++++ Data excerpts
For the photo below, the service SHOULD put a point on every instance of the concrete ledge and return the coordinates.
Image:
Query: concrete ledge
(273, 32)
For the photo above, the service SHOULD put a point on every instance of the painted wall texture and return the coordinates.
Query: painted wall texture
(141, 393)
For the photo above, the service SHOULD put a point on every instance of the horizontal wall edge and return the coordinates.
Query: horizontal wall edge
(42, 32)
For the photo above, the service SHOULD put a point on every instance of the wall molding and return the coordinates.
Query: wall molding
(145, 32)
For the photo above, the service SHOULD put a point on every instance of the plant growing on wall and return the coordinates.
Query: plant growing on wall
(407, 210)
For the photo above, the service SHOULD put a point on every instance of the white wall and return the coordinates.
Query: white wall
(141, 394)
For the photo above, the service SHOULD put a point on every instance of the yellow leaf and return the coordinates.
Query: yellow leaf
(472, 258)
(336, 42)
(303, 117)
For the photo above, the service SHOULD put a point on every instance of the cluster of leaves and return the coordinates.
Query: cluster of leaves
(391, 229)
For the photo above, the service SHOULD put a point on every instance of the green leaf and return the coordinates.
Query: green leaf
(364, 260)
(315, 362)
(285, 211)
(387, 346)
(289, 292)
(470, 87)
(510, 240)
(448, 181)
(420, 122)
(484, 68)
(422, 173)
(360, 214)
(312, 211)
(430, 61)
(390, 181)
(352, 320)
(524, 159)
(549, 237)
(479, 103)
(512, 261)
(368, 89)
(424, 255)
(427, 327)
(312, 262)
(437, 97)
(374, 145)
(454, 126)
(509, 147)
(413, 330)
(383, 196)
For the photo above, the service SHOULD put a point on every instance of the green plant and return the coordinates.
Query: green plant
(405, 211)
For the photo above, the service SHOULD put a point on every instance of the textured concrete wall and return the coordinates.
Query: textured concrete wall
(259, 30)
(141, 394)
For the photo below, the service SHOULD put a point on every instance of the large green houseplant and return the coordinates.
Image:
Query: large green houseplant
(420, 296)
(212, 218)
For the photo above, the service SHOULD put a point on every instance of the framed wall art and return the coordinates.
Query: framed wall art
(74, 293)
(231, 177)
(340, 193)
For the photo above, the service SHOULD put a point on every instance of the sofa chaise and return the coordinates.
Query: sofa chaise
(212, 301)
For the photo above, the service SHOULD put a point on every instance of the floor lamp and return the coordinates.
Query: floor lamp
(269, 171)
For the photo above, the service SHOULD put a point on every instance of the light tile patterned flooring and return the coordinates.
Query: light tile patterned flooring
++++++++
## Directions:
Give back each record, exactly as it reads.

## Written response:
For the photo below, the service SHOULD put a point on every instance of the concrete ledge and return the coordinates.
Image:
Query: concrete ledge
(273, 32)
For the photo above, the service SHOULD put a point on every instance of the painted wall texture and return the coordinates.
Query: painted wall texture
(141, 393)
For the photo above, the service SHOULD put a point on every instance of the horizontal wall edge and return the coordinates.
Query: horizontal wall edge
(42, 32)
For the photo above, the service SHOULD put a point on every instance of the wall molding and return the coordinates.
Query: wall molding
(145, 32)
For the photo above, the service SHOULD put a point on every instance of the plant growing on wall and return the coordinates.
Query: plant growing on wall
(407, 210)
For the photo above, the service SHOULD put a point on every instance of the white wall and return the coordinates.
Query: white wall
(141, 394)
For the photo above, the service SHOULD put a point on every instance of the yellow leaf and return the coordinates.
Query: yellow leaf
(472, 258)
(336, 42)
(303, 117)
For the photo above, the service SHOULD put a point on every instance of the cluster of leaves and return the coordinates.
Query: cluster of leaves
(391, 229)
For the photo above, the service SHOULD put a point on every instance of the green leaf and return the coordinates.
Query: green leaf
(364, 260)
(315, 362)
(285, 211)
(387, 346)
(289, 292)
(470, 87)
(510, 240)
(448, 181)
(420, 122)
(484, 68)
(422, 173)
(360, 214)
(312, 211)
(430, 61)
(390, 181)
(352, 320)
(524, 159)
(549, 237)
(479, 103)
(512, 261)
(368, 89)
(424, 255)
(427, 327)
(312, 262)
(437, 97)
(374, 145)
(454, 126)
(509, 147)
(413, 330)
(383, 196)
For the photo above, the service SHOULD put a point on every instance of the green plant and return the coordinates.
Query: green plant
(405, 211)
For the photo above, the service SHOULD put a point on every instance of the textured concrete wall and return the coordinates.
Query: textured concrete wall
(259, 30)
(141, 394)
For the photo below, the service SHOULD put a point on every instance of the large green houseplant and return the coordinates.
Image:
Query: large green houseplant
(420, 296)
(212, 218)
For the photo above, the service SHOULD put a point on every instance of the framed wall art and return the coordinates.
Query: framed wall art
(74, 293)
(231, 177)
(340, 193)
For the photo above, the service SHOULD put a point on every instance of the sofa chaise and return the coordinates.
Query: sofa chaise
(212, 301)
For the photo above, the service SHOULD put a point on every instance of the floor lamp and return the coordinates.
Query: floor lamp
(269, 171)
For the photo above, the service SHOULD put a point on every instance of the light tile patterned flooring and return the coordinates.
Query: light tile patterned flooring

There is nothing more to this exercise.